Supplied passage.
==========

The prolonged trauma of acid attack survivors

Sangita Thapa Magar, Jenny Khadka and Muskaan Khatun at a Parliament hearing last week to lobby for stricter punishment for perpetrators of acid attacks. Photo: Himal Khabarpatrika

Teenage survivors of acid attacks, nearly all of them young women, say regulating the over-the-counter sale of acid and life imprisonment for perpetrators are the only ways to stop the kind of attacks that disfigured them for life.

Some of these women attended a hearing convened by Parliament’s Women and Social Committee in Singha Durbar last week, just after news came in of another horrific attack on a young woman in Kathmandu by an employer who reportedly sought revenge for having his advances spurned.

Among those at the hearing was Muskaan Khatun, 14, who survived an acid attack last year in the street while on her way to school, scarring her right ear, cheek and neck. Two suspects were detained by the police.

Images of Muskaan Khatun went viral on social media, and coincided with the release of the  Bollywood film Chhapaak on acid attacks on women in India. Khatun went on to use her high media profile to raise awareness about acid attacks.

Khatun came for the hearing wearing a black scarf last week with her parents, which she took off once inside the room, revealing the scarred right side of her face. She burst into tears while recalling the attack and the pain and suffering afterwards during the many operations at a hospital in Kirtipur that treats burn victims.

==========

[Collected data entries]
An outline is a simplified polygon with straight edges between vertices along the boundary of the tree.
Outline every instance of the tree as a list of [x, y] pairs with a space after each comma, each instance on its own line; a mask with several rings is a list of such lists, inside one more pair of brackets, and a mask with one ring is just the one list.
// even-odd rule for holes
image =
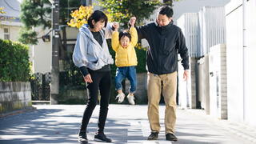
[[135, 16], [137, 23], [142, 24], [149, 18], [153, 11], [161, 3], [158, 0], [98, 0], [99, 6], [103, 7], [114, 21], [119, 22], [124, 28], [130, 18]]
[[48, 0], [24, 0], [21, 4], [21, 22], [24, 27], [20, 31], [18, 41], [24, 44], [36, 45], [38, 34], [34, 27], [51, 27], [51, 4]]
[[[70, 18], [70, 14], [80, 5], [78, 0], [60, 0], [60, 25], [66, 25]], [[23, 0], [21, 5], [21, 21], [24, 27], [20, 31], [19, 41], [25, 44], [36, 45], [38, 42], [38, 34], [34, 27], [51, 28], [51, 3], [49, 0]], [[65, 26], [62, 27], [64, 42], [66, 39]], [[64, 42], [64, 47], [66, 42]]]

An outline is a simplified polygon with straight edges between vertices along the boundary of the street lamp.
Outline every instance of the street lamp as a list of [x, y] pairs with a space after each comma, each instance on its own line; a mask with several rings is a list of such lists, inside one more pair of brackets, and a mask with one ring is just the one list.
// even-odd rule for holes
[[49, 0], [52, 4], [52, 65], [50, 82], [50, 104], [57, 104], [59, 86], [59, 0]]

==========

Work required. Please quote the article on acid attack survivors between "Some of these" and "about acid attacks.", inclusive. These entries have no connection to the article on acid attack survivors.

Your response.
Some of these women attended a hearing convened by Parliament’s Women and Social Committee in Singha Durbar last week, just after news came in of another horrific attack on a young woman in Kathmandu by an employer who reportedly sought revenge for having his advances spurned.

Among those at the hearing was Muskaan Khatun, 14, who survived an acid attack last year in the street while on her way to school, scarring her right ear, cheek and neck. Two suspects were detained by the police.

Images of Muskaan Khatun went viral on social media, and coincided with the release of the  Bollywood film Chhapaak on acid attacks on women in India. Khatun went on to use her high media profile to raise awareness about acid attacks.